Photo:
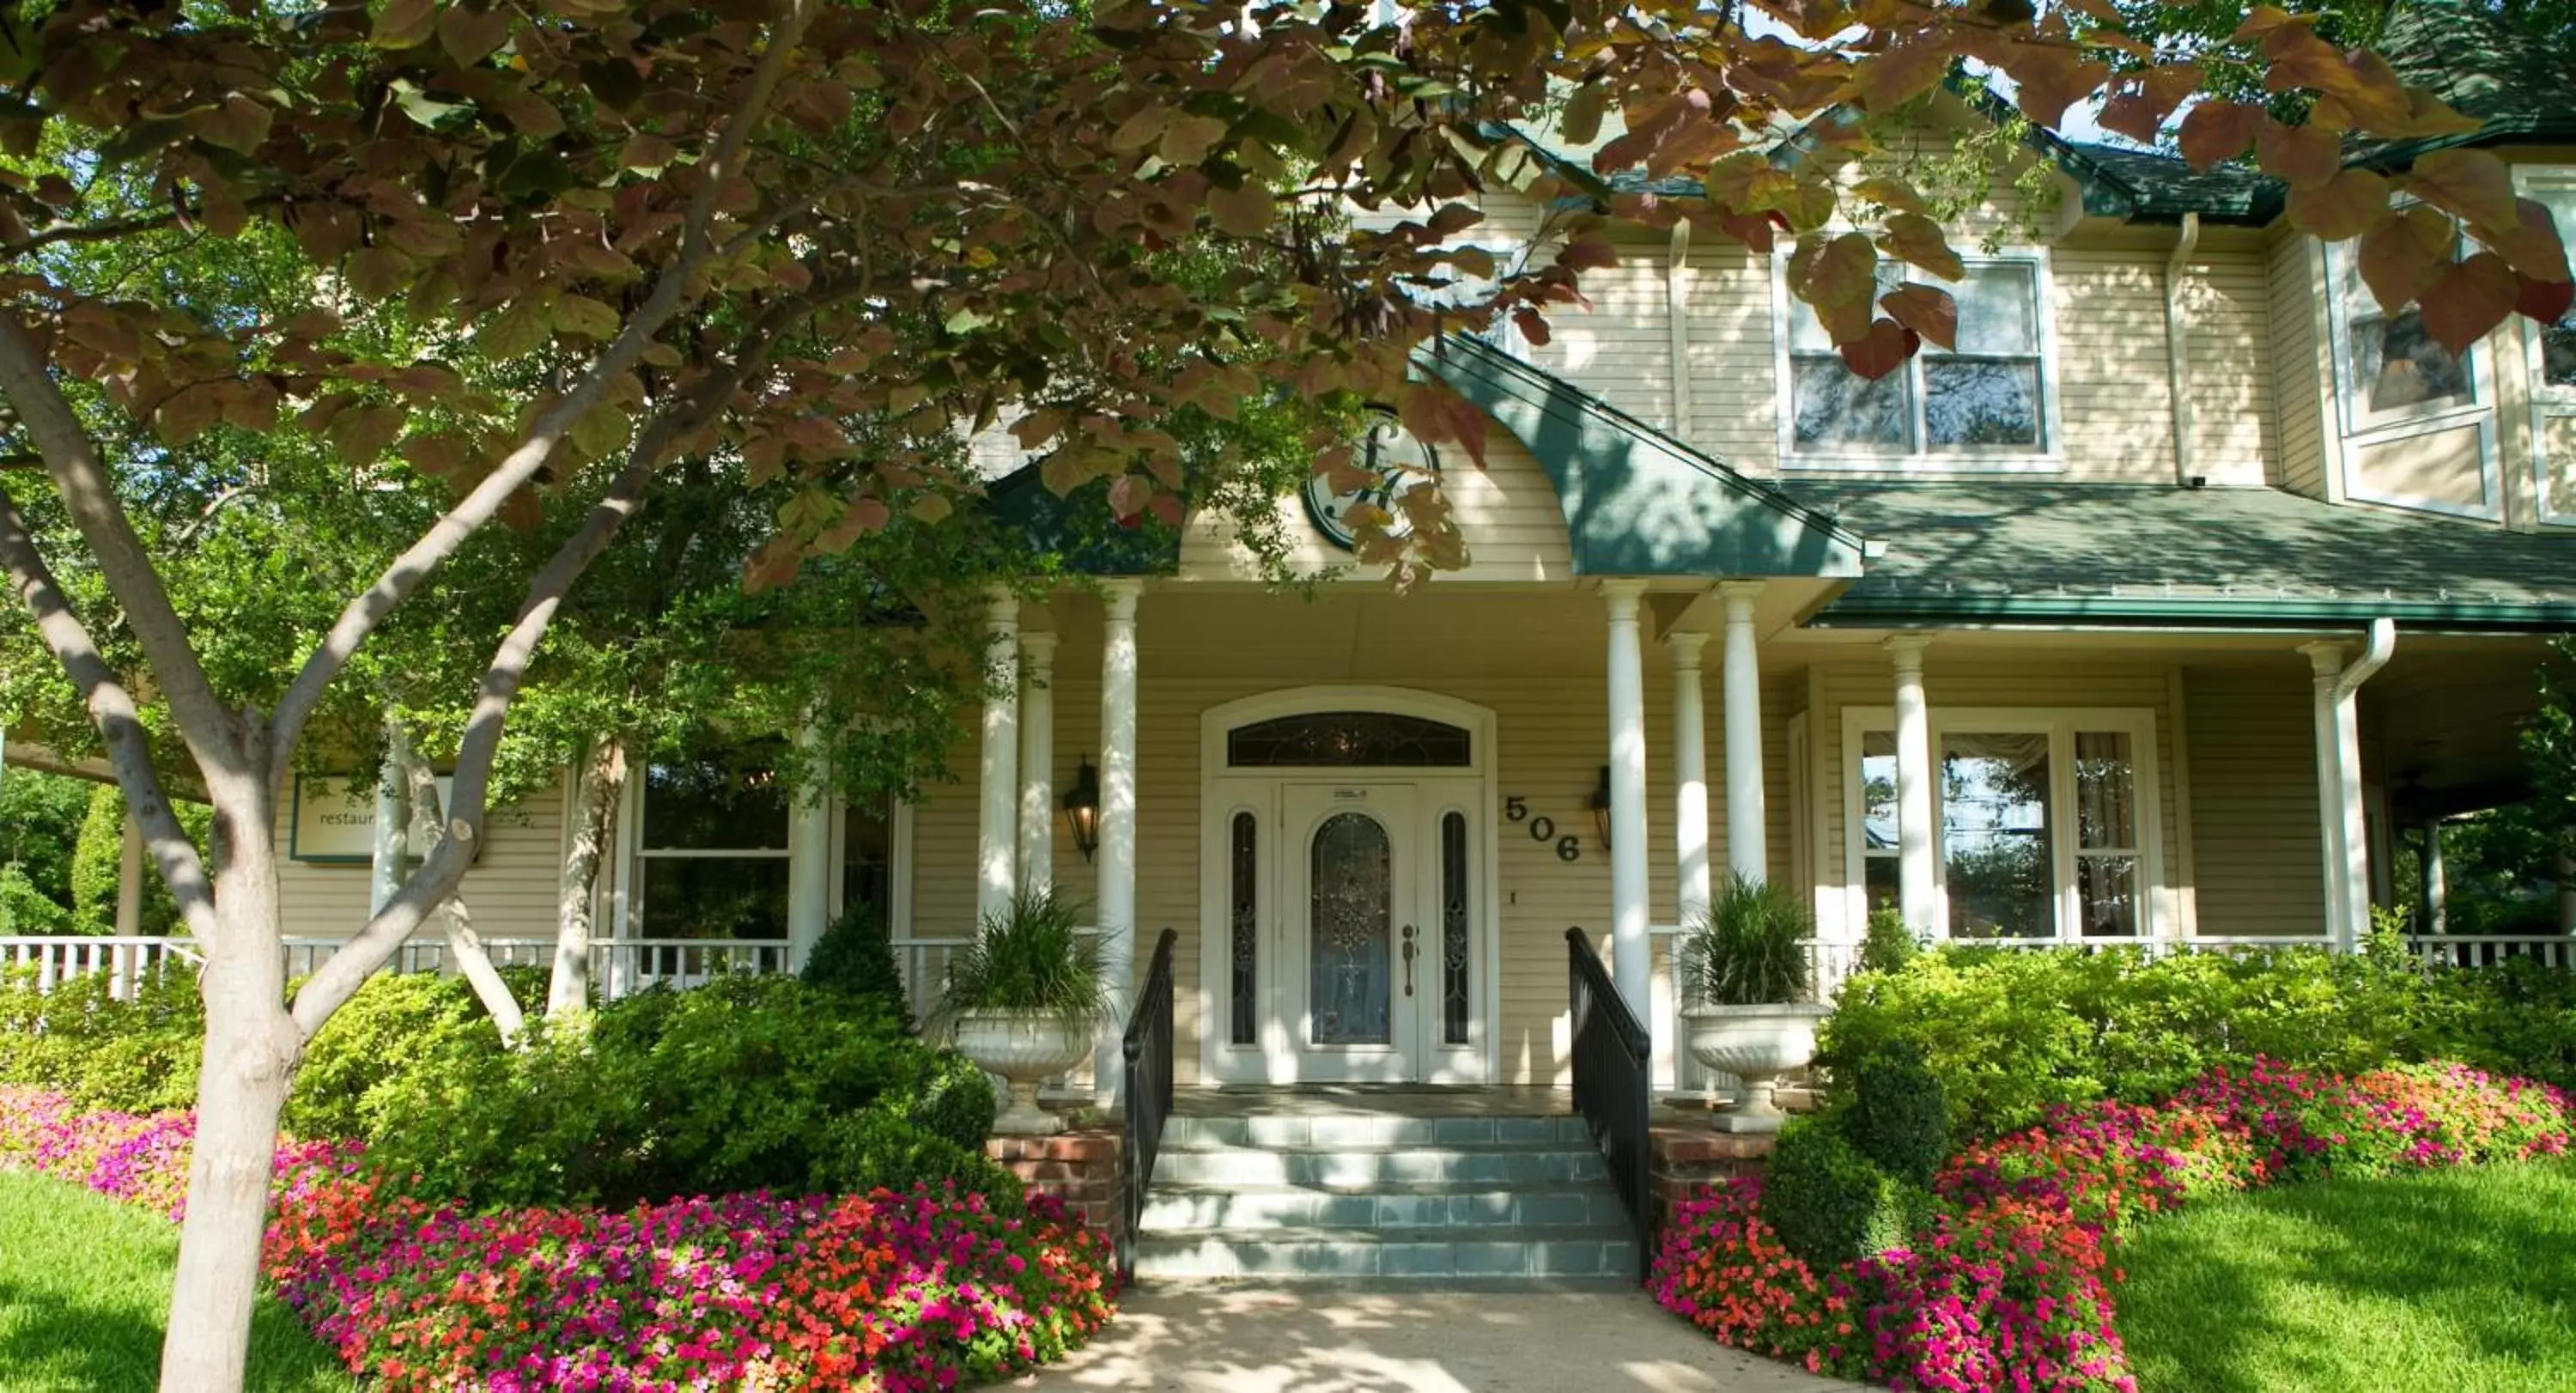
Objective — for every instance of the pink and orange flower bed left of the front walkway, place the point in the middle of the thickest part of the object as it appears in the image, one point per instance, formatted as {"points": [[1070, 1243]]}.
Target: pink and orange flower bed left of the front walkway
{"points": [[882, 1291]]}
=-=-=
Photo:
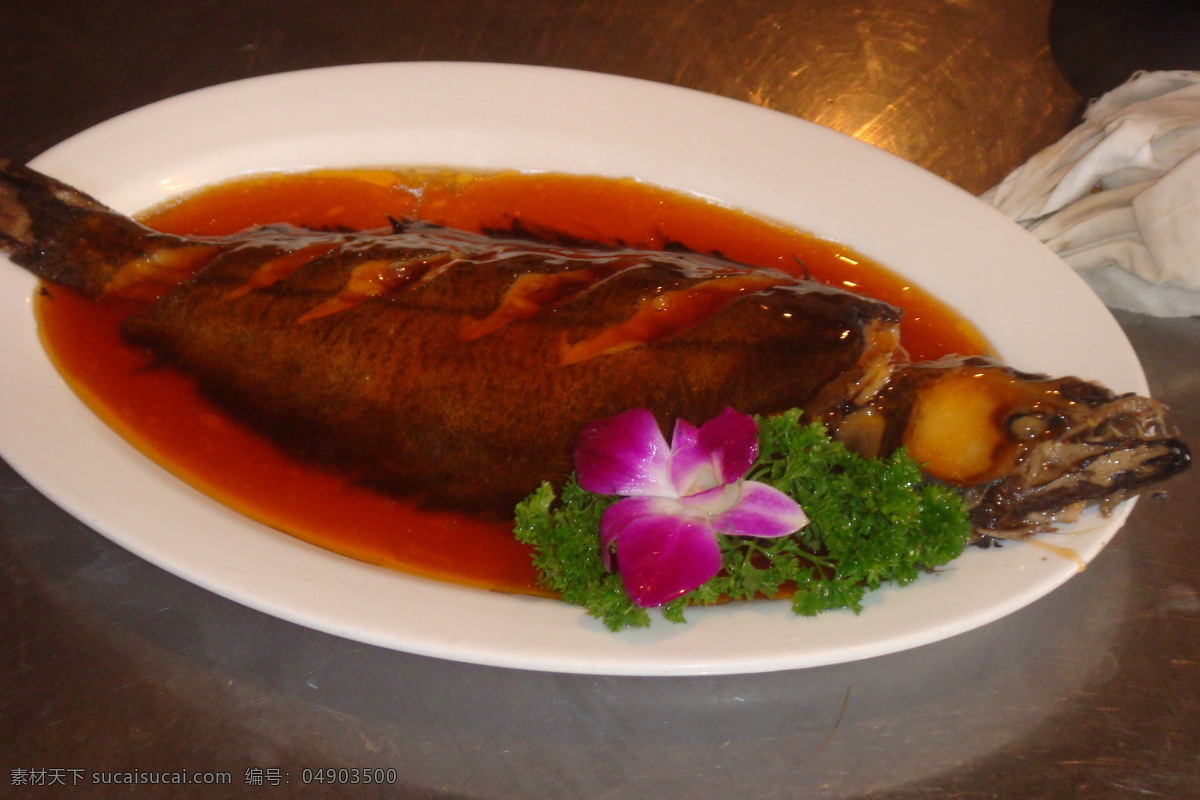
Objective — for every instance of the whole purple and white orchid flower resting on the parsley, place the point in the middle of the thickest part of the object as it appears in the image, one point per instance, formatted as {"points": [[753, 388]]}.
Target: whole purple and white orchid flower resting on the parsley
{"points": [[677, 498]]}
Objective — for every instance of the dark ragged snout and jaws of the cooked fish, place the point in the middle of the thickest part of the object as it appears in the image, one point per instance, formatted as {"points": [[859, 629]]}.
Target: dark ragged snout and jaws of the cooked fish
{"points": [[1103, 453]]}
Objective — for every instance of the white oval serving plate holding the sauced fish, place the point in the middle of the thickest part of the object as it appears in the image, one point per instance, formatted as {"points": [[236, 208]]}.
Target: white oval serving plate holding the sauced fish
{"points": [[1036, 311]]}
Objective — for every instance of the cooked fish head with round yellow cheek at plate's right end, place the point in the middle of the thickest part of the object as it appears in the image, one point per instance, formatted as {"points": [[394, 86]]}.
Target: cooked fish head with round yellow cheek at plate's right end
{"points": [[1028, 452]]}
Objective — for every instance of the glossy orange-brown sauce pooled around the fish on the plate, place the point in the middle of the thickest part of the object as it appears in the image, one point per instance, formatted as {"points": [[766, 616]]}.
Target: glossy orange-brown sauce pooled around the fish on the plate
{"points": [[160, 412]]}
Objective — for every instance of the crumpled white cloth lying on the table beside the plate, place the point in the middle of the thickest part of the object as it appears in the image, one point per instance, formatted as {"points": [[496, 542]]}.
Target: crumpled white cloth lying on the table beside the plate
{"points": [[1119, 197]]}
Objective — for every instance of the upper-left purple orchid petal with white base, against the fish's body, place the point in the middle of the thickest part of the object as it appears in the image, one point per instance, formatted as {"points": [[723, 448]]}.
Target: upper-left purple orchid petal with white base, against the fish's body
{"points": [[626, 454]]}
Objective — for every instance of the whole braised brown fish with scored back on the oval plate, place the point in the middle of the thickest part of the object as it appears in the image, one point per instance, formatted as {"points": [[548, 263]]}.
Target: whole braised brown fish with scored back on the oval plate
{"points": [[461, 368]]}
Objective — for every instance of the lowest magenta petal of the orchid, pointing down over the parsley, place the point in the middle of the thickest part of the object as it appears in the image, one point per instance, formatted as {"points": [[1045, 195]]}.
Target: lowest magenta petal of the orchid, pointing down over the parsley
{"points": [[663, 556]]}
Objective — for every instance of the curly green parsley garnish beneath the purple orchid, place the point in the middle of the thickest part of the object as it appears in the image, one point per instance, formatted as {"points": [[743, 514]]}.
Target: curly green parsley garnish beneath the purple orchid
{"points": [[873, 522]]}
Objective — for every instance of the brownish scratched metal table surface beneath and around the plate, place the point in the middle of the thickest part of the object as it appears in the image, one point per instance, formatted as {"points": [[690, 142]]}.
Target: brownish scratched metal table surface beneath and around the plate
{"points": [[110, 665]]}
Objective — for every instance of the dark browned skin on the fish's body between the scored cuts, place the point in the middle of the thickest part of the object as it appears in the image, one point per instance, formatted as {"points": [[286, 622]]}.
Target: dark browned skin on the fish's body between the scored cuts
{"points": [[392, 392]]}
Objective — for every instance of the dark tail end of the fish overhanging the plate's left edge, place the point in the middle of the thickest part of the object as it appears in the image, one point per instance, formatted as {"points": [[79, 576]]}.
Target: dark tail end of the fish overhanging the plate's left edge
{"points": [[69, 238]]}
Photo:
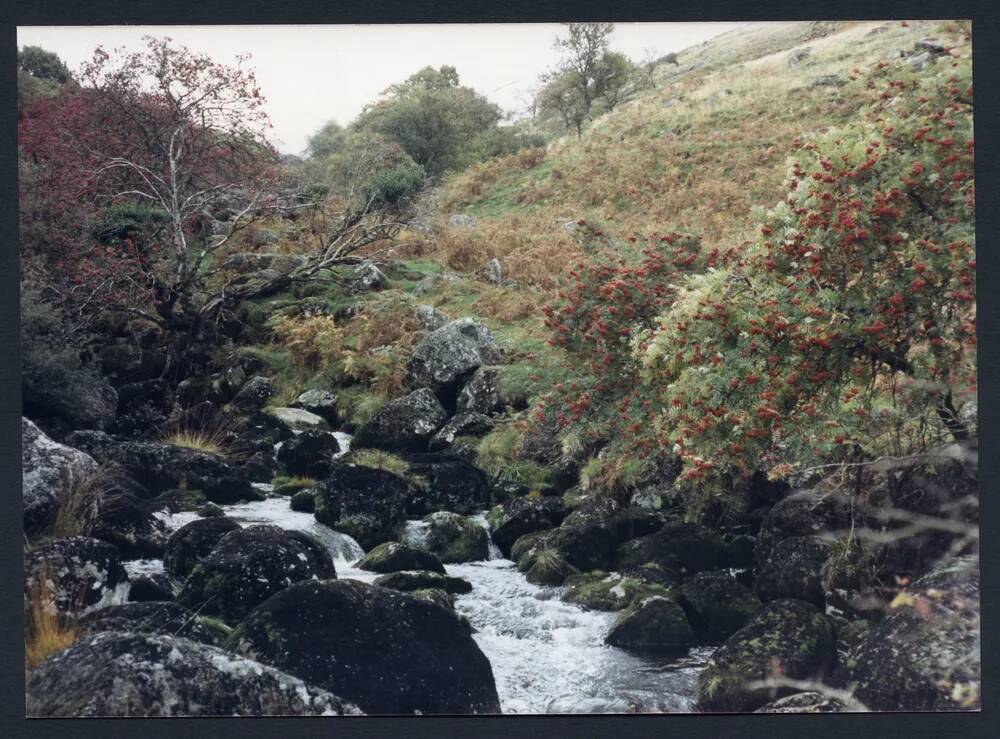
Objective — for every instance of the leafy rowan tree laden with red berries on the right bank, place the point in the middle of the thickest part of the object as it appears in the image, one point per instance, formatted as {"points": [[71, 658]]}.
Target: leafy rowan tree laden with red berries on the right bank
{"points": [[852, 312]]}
=-=-=
* PROBLEM DESCRIPTION: Using the listing above, copy exactly the line that contains "Objective — for every instance of the upper-left", the line that contains "Objective — for every instance of the whole braised", and each line that falls between them.

* SOLVED PROBLEM:
Objective — for every instance of the upper-left purple orchid petal with white base, against the fish's body, place the point in the middle of the thickest part of the object as it appears in the image, one point per instance, formatted as {"points": [[723, 448]]}.
Target: upper-left purple orchid petal with white base, against the fish's body
{"points": [[626, 454]]}
Objective — for every instance of the whole braised brown fish with scored back on the oval plate, place the point in the middle of the thickest part of the object as it appears in the image, one point per instance, formatted as {"points": [[548, 263]]}.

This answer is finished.